- ACTIVITY -
Every entry below is to be copied word for word, with its pictures removed.

#### SOURCE RECORDS

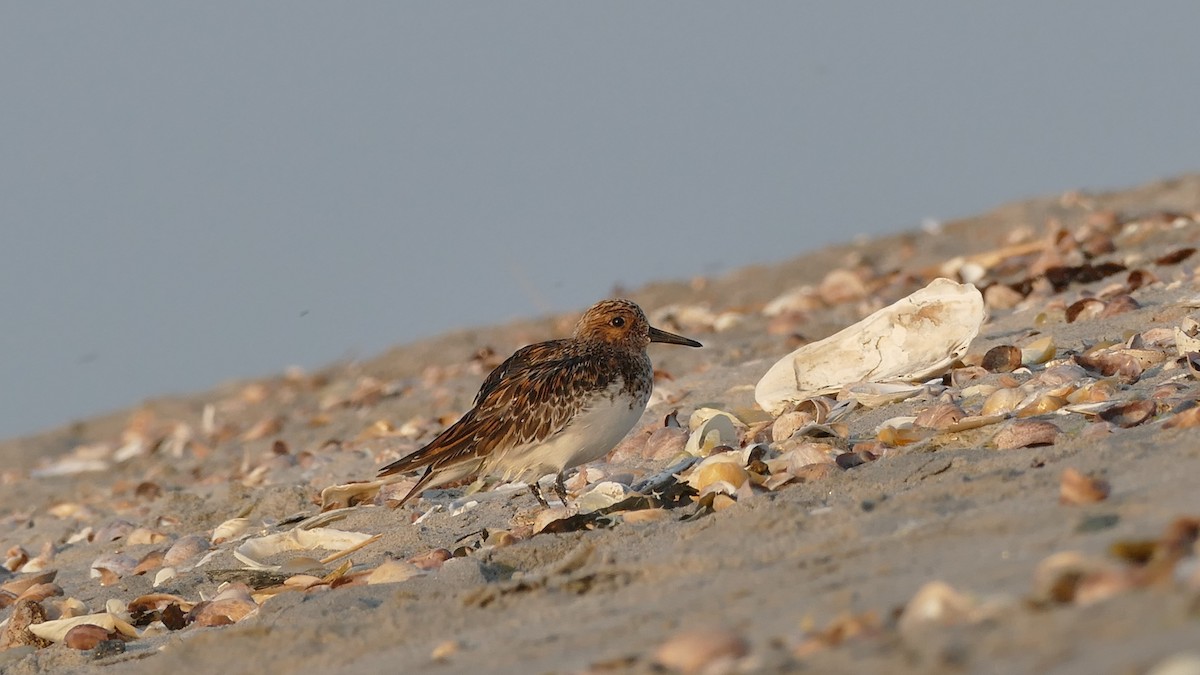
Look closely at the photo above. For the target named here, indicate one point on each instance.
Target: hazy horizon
(196, 193)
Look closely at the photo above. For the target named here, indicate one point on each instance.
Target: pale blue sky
(191, 192)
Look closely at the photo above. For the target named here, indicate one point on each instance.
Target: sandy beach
(1059, 535)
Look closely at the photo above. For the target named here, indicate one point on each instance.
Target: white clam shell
(603, 495)
(711, 428)
(915, 338)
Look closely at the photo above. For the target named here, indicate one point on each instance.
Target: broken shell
(259, 548)
(900, 431)
(799, 299)
(1000, 297)
(1038, 351)
(153, 560)
(706, 650)
(1005, 358)
(1117, 305)
(57, 629)
(787, 424)
(723, 467)
(156, 602)
(714, 428)
(394, 572)
(942, 416)
(1001, 401)
(939, 604)
(39, 592)
(16, 628)
(85, 637)
(70, 607)
(793, 457)
(444, 650)
(1095, 392)
(163, 575)
(1071, 577)
(875, 394)
(1059, 375)
(1187, 336)
(185, 549)
(143, 536)
(118, 563)
(232, 529)
(1025, 434)
(1042, 405)
(222, 611)
(601, 495)
(21, 584)
(431, 559)
(1075, 489)
(665, 443)
(1110, 364)
(1183, 419)
(1129, 413)
(917, 336)
(1085, 310)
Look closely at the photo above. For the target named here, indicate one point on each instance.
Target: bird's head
(622, 322)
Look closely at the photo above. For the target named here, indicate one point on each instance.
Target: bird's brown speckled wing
(528, 398)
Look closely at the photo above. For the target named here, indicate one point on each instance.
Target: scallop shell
(917, 336)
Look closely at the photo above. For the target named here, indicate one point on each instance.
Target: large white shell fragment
(912, 339)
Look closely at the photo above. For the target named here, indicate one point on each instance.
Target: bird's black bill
(671, 338)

########

- PROBLEM SOLUTION -
Look closely at the photo above. For the target named here, indicate one point on each instance.
Target: hazy horizon
(196, 193)
Look closely at the photo above. For the target named here, indicate one point on each instance.
Target: pale blue sky
(191, 192)
Look closely at the photo above. For the target named here, indicate one point on each instance.
Target: sandy beach
(1059, 535)
Look closely at the photo above. For the target named here, indicate one point on each instance.
Target: white clam shell
(603, 495)
(711, 428)
(915, 338)
Look closely at the photo above. For the target named here, indicate one point on each instance.
Target: broken shell
(259, 548)
(900, 431)
(799, 299)
(1000, 297)
(1038, 351)
(153, 560)
(706, 650)
(1005, 358)
(1117, 305)
(57, 629)
(787, 424)
(723, 467)
(156, 602)
(714, 428)
(394, 572)
(942, 416)
(1001, 401)
(939, 604)
(39, 592)
(16, 628)
(85, 637)
(70, 607)
(793, 457)
(444, 650)
(1095, 392)
(163, 575)
(1071, 577)
(875, 394)
(1059, 375)
(1187, 336)
(185, 549)
(143, 536)
(118, 563)
(232, 529)
(1025, 434)
(1042, 405)
(222, 611)
(601, 495)
(21, 584)
(431, 559)
(1075, 489)
(665, 443)
(1110, 364)
(1183, 419)
(1129, 413)
(917, 336)
(1085, 310)
Look closely at the photo above. For the target named here, indicate one point on each instance.
Target: bird's head
(622, 322)
Look closely at the photo above. For the target named here, indicate one point on each instance.
Target: bird's brown speckled wing
(528, 398)
Look closely at the photo above. For the target named here, indicate one point on each instance.
Target: scallop shell
(917, 336)
Look closely at the photo above. For the target named here, indicate one point on each instance.
Target: large white shell fragment
(912, 339)
Look closely at the photo above. For the target named here, indicate one point on each instance.
Target: bird's black bill
(671, 338)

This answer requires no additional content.